§ WHAT TO PRODUCE: Which lines in the listing below contain the string "dress", with case counting? Show each of those lines in full.

------------------------

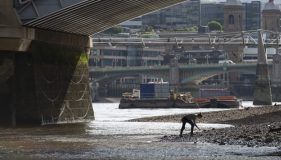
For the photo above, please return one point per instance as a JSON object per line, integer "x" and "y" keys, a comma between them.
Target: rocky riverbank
{"x": 260, "y": 126}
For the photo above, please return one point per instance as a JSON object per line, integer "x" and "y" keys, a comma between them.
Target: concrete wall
{"x": 48, "y": 82}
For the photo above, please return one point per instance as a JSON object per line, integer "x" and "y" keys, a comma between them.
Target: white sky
{"x": 275, "y": 1}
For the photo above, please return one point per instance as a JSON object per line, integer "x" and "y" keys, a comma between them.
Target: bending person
{"x": 190, "y": 118}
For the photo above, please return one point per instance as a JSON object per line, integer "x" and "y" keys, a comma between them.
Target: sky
{"x": 275, "y": 1}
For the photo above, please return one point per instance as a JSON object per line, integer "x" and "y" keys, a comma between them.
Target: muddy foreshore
{"x": 259, "y": 126}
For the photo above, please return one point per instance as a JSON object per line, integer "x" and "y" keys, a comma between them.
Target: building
{"x": 125, "y": 57}
{"x": 212, "y": 12}
{"x": 215, "y": 11}
{"x": 271, "y": 15}
{"x": 185, "y": 14}
{"x": 234, "y": 16}
{"x": 253, "y": 15}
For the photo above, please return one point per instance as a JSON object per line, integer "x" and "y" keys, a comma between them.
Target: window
{"x": 231, "y": 19}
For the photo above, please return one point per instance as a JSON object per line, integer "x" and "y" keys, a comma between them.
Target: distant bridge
{"x": 217, "y": 40}
{"x": 193, "y": 73}
{"x": 39, "y": 37}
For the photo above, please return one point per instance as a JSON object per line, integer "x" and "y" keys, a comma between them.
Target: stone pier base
{"x": 47, "y": 82}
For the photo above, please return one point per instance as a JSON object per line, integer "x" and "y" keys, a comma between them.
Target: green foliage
{"x": 84, "y": 58}
{"x": 214, "y": 26}
{"x": 148, "y": 29}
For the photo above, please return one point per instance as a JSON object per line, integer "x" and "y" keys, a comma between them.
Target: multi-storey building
{"x": 185, "y": 14}
{"x": 211, "y": 12}
{"x": 253, "y": 15}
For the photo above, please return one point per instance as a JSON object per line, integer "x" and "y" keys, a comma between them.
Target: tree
{"x": 214, "y": 26}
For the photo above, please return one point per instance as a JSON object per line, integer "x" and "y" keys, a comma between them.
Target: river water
{"x": 110, "y": 136}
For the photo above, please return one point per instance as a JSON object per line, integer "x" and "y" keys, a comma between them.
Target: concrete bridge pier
{"x": 174, "y": 74}
{"x": 43, "y": 74}
{"x": 262, "y": 90}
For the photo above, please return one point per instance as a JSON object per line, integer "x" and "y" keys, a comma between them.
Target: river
{"x": 110, "y": 136}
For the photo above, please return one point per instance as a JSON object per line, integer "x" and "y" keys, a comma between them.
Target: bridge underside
{"x": 91, "y": 16}
{"x": 48, "y": 83}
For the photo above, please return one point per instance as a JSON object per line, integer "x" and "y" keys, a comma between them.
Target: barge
{"x": 158, "y": 95}
{"x": 215, "y": 102}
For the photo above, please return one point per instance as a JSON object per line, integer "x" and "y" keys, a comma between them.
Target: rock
{"x": 268, "y": 140}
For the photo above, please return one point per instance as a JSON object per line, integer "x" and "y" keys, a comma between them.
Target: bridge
{"x": 233, "y": 43}
{"x": 44, "y": 49}
{"x": 193, "y": 73}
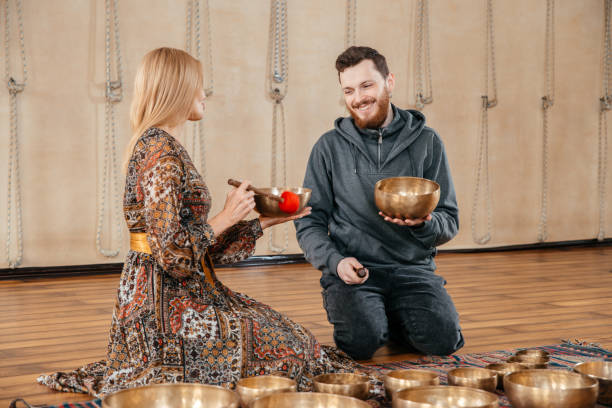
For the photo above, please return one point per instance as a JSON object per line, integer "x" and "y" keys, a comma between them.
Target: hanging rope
{"x": 193, "y": 46}
{"x": 14, "y": 179}
{"x": 422, "y": 60}
{"x": 278, "y": 82}
{"x": 487, "y": 102}
{"x": 113, "y": 95}
{"x": 547, "y": 103}
{"x": 604, "y": 106}
{"x": 351, "y": 23}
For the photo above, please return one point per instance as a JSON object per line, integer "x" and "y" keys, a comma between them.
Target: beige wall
{"x": 62, "y": 109}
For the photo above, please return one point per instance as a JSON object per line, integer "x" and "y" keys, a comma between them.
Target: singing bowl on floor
{"x": 531, "y": 358}
{"x": 502, "y": 369}
{"x": 401, "y": 379}
{"x": 252, "y": 388}
{"x": 307, "y": 400}
{"x": 550, "y": 389}
{"x": 532, "y": 355}
{"x": 602, "y": 372}
{"x": 474, "y": 377}
{"x": 173, "y": 396}
{"x": 349, "y": 384}
{"x": 440, "y": 396}
{"x": 269, "y": 207}
{"x": 406, "y": 197}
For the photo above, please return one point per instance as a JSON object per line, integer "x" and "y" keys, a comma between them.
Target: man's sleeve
{"x": 444, "y": 223}
{"x": 313, "y": 230}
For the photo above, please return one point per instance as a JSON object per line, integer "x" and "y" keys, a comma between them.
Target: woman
{"x": 173, "y": 320}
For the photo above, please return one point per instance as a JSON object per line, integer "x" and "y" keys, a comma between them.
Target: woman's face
{"x": 197, "y": 107}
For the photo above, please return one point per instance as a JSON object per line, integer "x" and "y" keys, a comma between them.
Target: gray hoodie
{"x": 343, "y": 168}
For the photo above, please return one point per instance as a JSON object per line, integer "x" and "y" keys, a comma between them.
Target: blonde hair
{"x": 167, "y": 82}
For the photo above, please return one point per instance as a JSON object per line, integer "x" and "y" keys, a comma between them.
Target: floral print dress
{"x": 173, "y": 320}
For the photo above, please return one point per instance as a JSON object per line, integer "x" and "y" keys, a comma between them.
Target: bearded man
{"x": 400, "y": 297}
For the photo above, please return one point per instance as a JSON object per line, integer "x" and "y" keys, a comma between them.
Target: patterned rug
{"x": 563, "y": 356}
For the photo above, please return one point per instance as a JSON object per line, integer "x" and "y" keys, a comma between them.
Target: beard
{"x": 377, "y": 118}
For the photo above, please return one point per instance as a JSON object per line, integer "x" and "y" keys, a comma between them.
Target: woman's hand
{"x": 270, "y": 221}
{"x": 238, "y": 204}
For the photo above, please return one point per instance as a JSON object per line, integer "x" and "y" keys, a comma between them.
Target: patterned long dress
{"x": 173, "y": 320}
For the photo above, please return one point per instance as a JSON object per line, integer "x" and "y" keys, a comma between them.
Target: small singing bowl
{"x": 307, "y": 400}
{"x": 602, "y": 372}
{"x": 550, "y": 388}
{"x": 401, "y": 379}
{"x": 531, "y": 358}
{"x": 441, "y": 396}
{"x": 474, "y": 377}
{"x": 349, "y": 384}
{"x": 180, "y": 395}
{"x": 406, "y": 197}
{"x": 268, "y": 207}
{"x": 502, "y": 369}
{"x": 254, "y": 387}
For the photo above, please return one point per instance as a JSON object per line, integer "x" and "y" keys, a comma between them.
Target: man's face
{"x": 366, "y": 94}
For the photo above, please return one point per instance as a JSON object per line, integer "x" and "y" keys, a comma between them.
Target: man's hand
{"x": 407, "y": 222}
{"x": 347, "y": 271}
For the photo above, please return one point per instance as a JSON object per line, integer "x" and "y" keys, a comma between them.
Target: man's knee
{"x": 440, "y": 337}
{"x": 361, "y": 340}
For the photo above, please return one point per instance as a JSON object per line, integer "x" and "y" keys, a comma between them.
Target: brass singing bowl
{"x": 254, "y": 387}
{"x": 181, "y": 395}
{"x": 502, "y": 369}
{"x": 550, "y": 389}
{"x": 401, "y": 379}
{"x": 307, "y": 400}
{"x": 349, "y": 384}
{"x": 269, "y": 208}
{"x": 406, "y": 197}
{"x": 440, "y": 396}
{"x": 531, "y": 358}
{"x": 474, "y": 377}
{"x": 602, "y": 372}
{"x": 532, "y": 355}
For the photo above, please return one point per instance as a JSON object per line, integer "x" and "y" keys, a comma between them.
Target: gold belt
{"x": 138, "y": 242}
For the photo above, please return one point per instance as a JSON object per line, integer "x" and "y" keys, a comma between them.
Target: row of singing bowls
{"x": 269, "y": 207}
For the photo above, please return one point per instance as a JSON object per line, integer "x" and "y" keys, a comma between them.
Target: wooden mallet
{"x": 288, "y": 201}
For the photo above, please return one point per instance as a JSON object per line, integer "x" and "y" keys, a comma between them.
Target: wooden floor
{"x": 505, "y": 299}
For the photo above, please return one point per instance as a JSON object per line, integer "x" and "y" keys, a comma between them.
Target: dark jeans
{"x": 411, "y": 308}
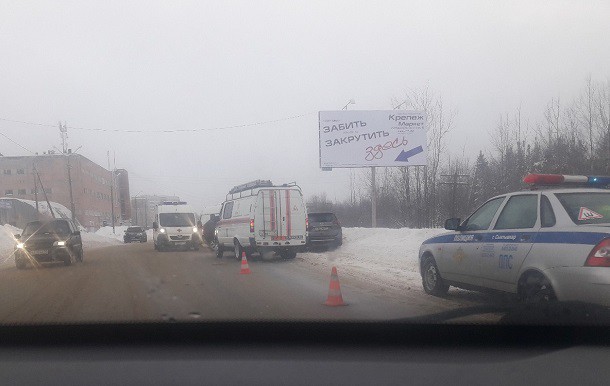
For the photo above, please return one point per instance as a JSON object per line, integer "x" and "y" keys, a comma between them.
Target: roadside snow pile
{"x": 388, "y": 257}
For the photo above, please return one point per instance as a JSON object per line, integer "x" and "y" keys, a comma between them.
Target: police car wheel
{"x": 431, "y": 279}
{"x": 536, "y": 288}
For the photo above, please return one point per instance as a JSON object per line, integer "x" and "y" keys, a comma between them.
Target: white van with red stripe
{"x": 262, "y": 217}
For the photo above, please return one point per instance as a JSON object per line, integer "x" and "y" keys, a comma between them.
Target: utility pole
{"x": 63, "y": 132}
{"x": 44, "y": 193}
{"x": 455, "y": 181}
{"x": 111, "y": 192}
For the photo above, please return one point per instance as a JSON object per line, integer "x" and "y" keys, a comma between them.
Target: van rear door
{"x": 283, "y": 215}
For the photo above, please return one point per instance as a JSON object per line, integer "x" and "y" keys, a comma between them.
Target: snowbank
{"x": 388, "y": 257}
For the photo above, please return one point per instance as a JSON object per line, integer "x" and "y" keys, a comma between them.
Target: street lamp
{"x": 397, "y": 107}
{"x": 350, "y": 102}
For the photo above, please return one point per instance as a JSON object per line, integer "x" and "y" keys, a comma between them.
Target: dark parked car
{"x": 48, "y": 241}
{"x": 324, "y": 230}
{"x": 135, "y": 234}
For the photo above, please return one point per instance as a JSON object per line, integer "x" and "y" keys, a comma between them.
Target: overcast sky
{"x": 117, "y": 65}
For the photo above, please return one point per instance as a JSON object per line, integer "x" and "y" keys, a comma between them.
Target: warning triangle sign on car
{"x": 588, "y": 214}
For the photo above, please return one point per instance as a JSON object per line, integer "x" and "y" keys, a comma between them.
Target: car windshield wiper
{"x": 557, "y": 313}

------------------------

§ SOLUTION FOR THIS PROBLEM:
Target: floral print dress
Target: patterned long dress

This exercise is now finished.